— KUTIPAN UNTUK DIBACA —
Papa…

Papa, my first love, akhirnya meninggalkan saya selama-lamanya. Rasanya ada yang ikut hilang dari jiwa. Ini memang takdir tapi tetap saja saya tak kuasa menghadapinya.

Papa meninggal dunia Sabtu kemarin, 31 Juli 2021 pukul 03.35 di Padang di ruang ICU Rumah Sakit M Jamil ketika masih pakai ventilator. Ternyata wabah ini ikut merenggutnya dari kami.

Kepergian ini sempat membuat mati rasa. Kesedihan ini bukan hanya karena menghadapi kenyataan bahwa kami tak bisa lagi bertemu, tapi juga karena kami tidak sempat berpamitan. Banyak hal yang ingin saya katakan. Tentang betapa sayangnya saya kepadanya, betapa bahagianya menjadi anaknya, betapa bangganya punya papa seperti dia dan kata maaf atas segala kesalahan selama usia saya menjadi anaknya. Banyak. Saya benar-benar belum siap dengan kepergiannya.

— BAHAN YANG DISEDIAKAN —
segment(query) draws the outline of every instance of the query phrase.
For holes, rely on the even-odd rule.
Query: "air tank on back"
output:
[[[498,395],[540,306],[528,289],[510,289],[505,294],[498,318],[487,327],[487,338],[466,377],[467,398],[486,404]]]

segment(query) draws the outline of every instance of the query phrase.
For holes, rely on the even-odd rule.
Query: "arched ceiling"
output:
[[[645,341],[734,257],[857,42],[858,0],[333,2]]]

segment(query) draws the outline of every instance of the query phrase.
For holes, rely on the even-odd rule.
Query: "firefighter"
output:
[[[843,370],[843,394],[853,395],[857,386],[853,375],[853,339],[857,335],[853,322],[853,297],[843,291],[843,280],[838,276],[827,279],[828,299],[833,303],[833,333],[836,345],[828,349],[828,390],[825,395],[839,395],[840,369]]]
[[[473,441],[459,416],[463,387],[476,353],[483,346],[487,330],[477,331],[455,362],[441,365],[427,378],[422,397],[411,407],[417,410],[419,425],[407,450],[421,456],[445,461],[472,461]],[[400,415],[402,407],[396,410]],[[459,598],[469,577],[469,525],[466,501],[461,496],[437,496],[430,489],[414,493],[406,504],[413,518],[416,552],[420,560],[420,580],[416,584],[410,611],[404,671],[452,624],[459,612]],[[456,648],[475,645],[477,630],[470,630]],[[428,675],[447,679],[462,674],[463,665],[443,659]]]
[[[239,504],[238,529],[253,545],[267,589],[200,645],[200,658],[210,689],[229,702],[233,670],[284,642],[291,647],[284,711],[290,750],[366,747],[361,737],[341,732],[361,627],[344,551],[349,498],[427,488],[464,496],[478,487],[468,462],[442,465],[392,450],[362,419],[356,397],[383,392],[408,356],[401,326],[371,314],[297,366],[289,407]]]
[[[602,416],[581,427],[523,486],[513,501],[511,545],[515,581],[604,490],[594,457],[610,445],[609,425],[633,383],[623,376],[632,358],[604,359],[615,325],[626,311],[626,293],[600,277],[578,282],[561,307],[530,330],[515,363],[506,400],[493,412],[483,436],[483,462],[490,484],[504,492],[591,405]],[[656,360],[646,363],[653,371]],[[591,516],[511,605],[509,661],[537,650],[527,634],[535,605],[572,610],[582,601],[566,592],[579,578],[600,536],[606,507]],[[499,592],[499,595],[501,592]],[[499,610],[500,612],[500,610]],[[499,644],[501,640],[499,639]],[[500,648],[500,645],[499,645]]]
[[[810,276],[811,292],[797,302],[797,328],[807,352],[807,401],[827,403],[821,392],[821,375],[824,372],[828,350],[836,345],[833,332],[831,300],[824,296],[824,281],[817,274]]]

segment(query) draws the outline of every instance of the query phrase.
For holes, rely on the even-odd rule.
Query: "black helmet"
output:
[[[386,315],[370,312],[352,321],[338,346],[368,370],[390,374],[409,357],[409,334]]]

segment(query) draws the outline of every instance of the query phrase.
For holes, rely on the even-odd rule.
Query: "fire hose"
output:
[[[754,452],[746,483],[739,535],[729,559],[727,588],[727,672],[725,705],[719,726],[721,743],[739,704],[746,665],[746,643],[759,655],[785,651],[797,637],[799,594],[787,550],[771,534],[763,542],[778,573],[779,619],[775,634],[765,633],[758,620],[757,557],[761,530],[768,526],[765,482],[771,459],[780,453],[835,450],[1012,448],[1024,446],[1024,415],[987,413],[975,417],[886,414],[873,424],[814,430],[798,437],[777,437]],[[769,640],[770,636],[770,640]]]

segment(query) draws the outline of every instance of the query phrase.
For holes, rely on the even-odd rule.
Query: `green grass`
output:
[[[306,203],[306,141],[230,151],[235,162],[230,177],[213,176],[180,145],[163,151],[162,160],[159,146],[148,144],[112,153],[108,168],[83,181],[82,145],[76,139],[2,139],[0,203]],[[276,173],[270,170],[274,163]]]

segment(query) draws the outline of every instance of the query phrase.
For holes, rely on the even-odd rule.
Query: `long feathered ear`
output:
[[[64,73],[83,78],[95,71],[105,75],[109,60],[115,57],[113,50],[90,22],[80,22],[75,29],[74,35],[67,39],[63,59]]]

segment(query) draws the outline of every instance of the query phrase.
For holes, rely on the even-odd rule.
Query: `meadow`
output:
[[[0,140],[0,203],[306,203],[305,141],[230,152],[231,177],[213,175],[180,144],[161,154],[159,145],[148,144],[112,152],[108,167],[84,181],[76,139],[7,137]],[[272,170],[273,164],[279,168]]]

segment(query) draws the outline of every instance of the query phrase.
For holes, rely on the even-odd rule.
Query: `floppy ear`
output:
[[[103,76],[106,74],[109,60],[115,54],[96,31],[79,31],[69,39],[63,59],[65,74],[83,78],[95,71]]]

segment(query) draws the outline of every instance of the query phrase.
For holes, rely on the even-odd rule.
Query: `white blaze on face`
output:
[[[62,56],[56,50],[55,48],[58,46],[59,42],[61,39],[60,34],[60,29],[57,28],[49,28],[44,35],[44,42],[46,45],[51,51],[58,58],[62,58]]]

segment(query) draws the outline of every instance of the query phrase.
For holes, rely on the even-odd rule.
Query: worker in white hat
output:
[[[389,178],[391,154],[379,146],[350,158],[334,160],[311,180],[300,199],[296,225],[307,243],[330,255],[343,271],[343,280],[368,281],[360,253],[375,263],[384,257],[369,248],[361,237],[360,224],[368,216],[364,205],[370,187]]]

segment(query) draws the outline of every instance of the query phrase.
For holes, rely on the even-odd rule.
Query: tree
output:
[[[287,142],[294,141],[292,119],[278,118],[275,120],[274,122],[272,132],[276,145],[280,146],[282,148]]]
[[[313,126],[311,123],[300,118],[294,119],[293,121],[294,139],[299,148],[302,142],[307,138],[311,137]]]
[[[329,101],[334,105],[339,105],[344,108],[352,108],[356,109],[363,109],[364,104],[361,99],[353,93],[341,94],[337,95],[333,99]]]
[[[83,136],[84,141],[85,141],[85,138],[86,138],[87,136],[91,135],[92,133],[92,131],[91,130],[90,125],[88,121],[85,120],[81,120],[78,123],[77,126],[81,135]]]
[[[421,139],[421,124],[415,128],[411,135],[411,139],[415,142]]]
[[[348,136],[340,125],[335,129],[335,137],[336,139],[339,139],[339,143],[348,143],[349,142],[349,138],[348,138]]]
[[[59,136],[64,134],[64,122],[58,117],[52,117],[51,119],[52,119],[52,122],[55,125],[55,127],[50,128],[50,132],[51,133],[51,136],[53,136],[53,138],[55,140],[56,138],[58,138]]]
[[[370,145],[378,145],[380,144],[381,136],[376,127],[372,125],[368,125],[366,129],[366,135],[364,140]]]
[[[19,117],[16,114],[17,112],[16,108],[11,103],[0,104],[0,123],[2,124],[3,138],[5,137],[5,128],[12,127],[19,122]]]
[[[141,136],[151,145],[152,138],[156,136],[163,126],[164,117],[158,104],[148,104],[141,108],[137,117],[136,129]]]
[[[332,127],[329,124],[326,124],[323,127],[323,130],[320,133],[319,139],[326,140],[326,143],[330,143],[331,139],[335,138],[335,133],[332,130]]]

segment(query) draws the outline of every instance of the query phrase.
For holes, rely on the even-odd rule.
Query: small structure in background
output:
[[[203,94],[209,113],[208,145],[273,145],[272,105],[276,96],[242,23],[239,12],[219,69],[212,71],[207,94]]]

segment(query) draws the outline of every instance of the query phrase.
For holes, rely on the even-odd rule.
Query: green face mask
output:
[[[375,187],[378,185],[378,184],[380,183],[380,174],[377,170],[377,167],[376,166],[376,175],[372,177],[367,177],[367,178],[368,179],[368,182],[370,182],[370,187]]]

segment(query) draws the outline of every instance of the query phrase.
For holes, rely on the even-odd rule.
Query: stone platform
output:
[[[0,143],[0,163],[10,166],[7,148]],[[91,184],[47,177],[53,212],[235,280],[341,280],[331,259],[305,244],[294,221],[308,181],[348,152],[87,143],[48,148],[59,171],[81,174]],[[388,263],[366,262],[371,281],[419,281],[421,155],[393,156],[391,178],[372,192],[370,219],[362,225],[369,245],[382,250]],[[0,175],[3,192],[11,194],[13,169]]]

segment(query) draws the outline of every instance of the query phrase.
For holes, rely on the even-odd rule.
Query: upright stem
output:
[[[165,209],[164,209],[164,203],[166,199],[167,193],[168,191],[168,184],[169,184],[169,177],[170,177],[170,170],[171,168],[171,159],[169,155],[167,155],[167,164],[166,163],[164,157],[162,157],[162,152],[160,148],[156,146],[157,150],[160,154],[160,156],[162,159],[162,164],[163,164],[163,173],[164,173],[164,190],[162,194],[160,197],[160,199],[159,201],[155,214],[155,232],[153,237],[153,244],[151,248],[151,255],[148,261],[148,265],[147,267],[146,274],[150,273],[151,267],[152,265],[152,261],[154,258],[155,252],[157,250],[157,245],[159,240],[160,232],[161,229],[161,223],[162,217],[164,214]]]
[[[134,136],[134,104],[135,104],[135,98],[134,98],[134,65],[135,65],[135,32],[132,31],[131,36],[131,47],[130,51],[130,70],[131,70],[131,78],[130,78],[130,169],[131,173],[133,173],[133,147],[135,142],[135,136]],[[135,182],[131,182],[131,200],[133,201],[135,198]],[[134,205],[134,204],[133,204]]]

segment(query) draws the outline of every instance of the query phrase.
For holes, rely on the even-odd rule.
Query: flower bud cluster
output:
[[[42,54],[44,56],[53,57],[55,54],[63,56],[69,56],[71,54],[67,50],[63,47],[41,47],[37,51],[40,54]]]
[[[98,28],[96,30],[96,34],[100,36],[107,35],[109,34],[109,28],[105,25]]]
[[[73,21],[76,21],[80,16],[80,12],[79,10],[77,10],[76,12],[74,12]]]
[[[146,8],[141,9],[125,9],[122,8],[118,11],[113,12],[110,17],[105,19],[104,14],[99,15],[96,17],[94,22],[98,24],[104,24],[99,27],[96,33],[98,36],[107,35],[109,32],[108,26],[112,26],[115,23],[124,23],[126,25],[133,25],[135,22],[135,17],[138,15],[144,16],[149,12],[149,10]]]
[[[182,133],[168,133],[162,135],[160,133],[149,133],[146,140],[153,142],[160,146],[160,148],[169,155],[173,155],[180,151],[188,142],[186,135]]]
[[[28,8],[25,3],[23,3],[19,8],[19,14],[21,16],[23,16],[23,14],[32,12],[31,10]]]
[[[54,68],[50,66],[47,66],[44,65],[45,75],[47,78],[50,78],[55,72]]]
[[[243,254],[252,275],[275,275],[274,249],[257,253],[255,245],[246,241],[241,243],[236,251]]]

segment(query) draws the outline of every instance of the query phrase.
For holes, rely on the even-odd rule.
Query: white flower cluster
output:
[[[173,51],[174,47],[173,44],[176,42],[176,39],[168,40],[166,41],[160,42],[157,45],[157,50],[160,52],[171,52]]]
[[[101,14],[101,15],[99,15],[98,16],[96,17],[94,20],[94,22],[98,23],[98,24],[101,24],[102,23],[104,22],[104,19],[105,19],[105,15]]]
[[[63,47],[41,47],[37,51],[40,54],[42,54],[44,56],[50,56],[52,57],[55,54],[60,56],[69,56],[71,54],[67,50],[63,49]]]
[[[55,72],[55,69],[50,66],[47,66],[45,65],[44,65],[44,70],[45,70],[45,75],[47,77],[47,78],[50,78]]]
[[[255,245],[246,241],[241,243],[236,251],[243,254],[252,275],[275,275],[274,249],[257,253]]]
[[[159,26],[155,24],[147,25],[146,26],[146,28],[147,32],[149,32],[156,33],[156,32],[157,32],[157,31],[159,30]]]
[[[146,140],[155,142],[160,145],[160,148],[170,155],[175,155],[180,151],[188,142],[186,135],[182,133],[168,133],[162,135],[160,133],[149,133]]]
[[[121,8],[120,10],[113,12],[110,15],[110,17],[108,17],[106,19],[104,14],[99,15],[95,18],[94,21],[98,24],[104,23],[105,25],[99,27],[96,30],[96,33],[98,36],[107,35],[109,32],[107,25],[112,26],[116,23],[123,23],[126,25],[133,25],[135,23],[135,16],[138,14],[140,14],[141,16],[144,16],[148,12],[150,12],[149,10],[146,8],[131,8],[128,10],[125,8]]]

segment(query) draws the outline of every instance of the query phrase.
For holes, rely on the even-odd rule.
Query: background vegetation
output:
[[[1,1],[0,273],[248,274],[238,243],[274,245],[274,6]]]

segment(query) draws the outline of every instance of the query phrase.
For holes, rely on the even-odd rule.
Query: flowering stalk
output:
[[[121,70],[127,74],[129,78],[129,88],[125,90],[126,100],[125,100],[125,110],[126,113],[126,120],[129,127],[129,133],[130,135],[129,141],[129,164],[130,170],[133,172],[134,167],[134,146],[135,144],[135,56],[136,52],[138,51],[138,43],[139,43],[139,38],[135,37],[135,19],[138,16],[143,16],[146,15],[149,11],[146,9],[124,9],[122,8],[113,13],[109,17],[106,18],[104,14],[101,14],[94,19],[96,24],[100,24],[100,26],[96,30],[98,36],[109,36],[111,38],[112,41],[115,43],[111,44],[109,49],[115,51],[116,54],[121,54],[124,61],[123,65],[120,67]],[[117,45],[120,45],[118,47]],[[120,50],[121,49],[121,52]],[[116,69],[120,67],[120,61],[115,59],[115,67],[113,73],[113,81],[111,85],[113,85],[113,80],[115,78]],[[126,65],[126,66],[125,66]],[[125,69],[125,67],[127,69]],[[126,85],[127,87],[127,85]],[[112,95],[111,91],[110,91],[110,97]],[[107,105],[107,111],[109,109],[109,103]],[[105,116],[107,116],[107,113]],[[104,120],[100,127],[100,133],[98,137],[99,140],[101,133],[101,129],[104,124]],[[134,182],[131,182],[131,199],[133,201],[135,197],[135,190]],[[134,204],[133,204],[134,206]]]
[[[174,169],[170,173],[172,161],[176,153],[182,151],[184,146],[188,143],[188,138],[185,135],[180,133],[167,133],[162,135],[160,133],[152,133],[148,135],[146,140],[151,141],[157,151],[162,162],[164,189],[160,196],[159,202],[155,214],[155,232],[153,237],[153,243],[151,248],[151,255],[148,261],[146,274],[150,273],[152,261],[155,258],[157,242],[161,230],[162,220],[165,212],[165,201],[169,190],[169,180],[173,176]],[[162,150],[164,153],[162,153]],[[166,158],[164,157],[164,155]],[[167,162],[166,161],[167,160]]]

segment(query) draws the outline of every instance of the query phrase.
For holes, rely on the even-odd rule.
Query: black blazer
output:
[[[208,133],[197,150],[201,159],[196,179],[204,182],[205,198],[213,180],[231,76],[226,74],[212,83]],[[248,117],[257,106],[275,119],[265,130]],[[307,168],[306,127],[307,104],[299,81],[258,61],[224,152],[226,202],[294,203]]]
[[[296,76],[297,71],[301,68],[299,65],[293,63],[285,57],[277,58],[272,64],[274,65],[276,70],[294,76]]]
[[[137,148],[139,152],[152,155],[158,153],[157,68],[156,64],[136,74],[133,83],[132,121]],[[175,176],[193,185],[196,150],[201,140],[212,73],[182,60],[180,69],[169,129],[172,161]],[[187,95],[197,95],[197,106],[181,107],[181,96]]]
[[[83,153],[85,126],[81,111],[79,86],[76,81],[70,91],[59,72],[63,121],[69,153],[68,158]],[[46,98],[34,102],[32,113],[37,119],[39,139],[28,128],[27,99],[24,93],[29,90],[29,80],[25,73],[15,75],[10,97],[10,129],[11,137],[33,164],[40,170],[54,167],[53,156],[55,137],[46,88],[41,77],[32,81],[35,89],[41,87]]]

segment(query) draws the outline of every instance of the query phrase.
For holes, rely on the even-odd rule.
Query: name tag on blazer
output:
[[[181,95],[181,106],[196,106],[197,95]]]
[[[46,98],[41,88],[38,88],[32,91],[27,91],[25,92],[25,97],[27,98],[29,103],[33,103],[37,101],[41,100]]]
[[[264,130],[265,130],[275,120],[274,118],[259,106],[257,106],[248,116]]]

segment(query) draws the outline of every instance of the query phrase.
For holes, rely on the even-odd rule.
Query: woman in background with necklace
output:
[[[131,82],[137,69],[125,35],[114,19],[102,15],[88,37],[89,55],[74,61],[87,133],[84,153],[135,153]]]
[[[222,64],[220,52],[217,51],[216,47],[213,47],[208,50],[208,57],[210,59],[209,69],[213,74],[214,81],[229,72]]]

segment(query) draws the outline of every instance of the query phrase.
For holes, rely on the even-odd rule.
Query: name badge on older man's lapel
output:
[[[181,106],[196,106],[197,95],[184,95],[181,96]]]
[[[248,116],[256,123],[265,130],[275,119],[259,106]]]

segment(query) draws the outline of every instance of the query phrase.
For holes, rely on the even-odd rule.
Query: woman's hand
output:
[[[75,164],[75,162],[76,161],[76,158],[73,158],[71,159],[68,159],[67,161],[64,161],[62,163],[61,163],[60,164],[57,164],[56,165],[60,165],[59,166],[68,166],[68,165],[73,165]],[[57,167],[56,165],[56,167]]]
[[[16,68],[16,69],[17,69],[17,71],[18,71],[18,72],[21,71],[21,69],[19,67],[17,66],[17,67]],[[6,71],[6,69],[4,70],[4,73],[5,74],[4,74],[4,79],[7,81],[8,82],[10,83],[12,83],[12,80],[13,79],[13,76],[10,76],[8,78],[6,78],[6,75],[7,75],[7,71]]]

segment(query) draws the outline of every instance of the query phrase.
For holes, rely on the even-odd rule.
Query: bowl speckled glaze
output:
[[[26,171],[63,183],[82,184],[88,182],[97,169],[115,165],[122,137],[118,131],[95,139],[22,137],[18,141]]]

— KETENTUAN SOAL —
Bagaimana bunyi bagian tulisan tentang kepergian Papa mulai dari "Kepergian ini sempat" sampai dengan "siap dengan kepergiannya." jika "mati rasa" ditukar dengan "hampa"?

— JAWABAN ANDA —
Kepergian ini sempat membuat hampa. Kesedihan ini bukan hanya karena menghadapi kenyataan bahwa kami tak bisa lagi bertemu, tapi juga karena kami tidak sempat berpamitan. Banyak hal yang ingin saya katakan. Tentang betapa sayangnya saya kepadanya, betapa bahagianya menjadi anaknya, betapa bangganya punya papa seperti dia dan kata maaf atas segala kesalahan selama usia saya menjadi anaknya. Banyak. Saya benar-benar belum siap dengan kepergiannya.